[Start of PASSAGE GIVEN]

Hi Mark, thanks for your comment! I agree with you that sleep for 3s is not
very reliable. Your suggestion looks better, but I think there is still a
potential problem. The approach assumes that ovn-controller will always
apply the new settings of ofctrl-wait-before-clear. It is true for the
current implementation, but there is nothing preventing us from removing
this logic, so that ovn-controller ignores any ofctrl-wait-before-clear
setting changes after startup. In fact, it is more reasonable to ignore it.
So, let's assume ovn-controller doesn't take care of the changes of the
settings. In this test case, the setting is initially 5s when
ovn-controller starts, and later changing it to 60s doesn't take effect and
ovn-controller still uses the 5s value. And then let's assume
ovn-controller still waits for the 5s after OVS is restarted, and the test
case will pass because OVS_WAIT_UNTIL can wait for much longer than 5s. So
the test will be incorrect.

To avoid this potential problem, I tried another approach. I figured that
simply adding a "ovn-nbctl --wait=hv sync" is sufficient to ensure
ovn-controller had the chance to install flows, without the need to sleep.
So please see if the below diff looks good:

---------------------------------------------------------------------------------------------------------------------------
diff --git a/tests/ovn-controller.at b/tests/ovn-controller.at
index 0da6570c5882..3202f0beff46 100644
--- a/tests/ovn-controller.at
+++ b/tests/ovn-controller.at
@@ -2328,10 +2328,10 @@ AT_CHECK_UNQUOTED([echo $lflow_run_1], [0],
[$lflow_run_2
 OVS_APP_EXIT_AND_WAIT([ovs-vswitchd])
 start_daemon ovs-vswitchd --enable-dummy=system -vvconn -vofproto_dpif
-vunixctl

-# Sleep for 3s, which is long enough for the flows to be installed, but
-# shorter than the wait-before-clear (5s), to make sure the flows are
installed
-# without waiting.
-sleep 3
+# Sync to make sure ovn-controller is given enough time to install the
flows.
+check ovn-nbctl --wait=hv sync
+
+# Flow should be installed without any extra waiting.
 AT_CHECK([ovs-ofctl dump-flows br-int | grep -F 10.1.2.4 | grep -vF
2.2.2.2], [0], [ignore])

 check ovn-nbctl --wait=hv lb-add lb3 3.3.3.3 10.1.2.5 \
---------------------------------------------------------------------------------------------------------------------------

Thanks,
Han

> > +AT_CHECK([ovs-ofctl dump-flows br-int | grep -F 10.1.2.4 | grep -vF
2.2.2.2], [0], [ignore])

[End of PASSAGE GIVEN]
[Start of DATA LISTING]

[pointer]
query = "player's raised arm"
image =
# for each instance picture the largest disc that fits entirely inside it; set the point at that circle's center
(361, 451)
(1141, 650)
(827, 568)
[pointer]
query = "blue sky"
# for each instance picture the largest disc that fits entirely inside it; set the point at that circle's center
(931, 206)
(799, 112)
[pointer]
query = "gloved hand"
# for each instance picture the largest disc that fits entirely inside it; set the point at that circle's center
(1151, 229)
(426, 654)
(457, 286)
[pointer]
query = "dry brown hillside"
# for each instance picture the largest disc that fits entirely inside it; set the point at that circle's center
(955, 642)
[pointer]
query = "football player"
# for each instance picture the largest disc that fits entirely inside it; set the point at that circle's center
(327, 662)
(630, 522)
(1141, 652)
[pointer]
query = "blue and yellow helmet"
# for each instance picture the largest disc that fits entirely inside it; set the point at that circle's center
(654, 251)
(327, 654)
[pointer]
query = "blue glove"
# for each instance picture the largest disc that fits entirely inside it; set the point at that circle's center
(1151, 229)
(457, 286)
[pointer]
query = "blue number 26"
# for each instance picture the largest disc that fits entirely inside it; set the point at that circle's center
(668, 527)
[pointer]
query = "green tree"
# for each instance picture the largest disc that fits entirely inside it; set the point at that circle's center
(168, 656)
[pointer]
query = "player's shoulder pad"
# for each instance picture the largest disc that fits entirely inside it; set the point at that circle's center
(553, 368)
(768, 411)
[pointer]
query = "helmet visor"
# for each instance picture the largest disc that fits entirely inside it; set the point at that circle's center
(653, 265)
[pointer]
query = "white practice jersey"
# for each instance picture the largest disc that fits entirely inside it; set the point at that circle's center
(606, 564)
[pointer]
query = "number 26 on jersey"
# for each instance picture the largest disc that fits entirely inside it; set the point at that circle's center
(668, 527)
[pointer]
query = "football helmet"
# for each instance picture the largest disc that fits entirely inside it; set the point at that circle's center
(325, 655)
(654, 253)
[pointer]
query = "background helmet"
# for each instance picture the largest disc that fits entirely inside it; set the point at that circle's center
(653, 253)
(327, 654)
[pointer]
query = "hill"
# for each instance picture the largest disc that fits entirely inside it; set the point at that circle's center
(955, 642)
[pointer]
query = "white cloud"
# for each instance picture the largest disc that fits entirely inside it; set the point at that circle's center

[End of DATA LISTING]

◆ TASKS TO COMPLETE:
[1] Can you sum up the reply on the ovn-controller test in two sentences?
[2] Can you write out the part of the reply on the ovn-controller test, starting at "So, let's assume" and ending at "will be incorrect."?

◆ ANSWERS TO THE EXERCISES:
[1] The reply agrees that a 3-second sleep is unreliable but warns that Mark's suggestion assumes ovn-controller always applies new ofctrl-wait-before-clear settings; if those changes were ignored, the test would still pass and so be incorrect. As an alternative, it proposes a diff that replaces the sleep with "ovn-nbctl --wait=hv sync" so ovn-controller has the chance to install flows without any sleeping.

[2]
So, let's assume ovn-controller doesn't take care of the changes of the
settings. In this test case, the setting is initially 5s when
ovn-controller starts, and later changing it to 60s doesn't take effect and
ovn-controller still uses the 5s value. And then let's assume
ovn-controller still waits for the 5s after OVS is restarted, and the test
case will pass because OVS_WAIT_UNTIL can wait for much longer than 5s. So
the test will be incorrect.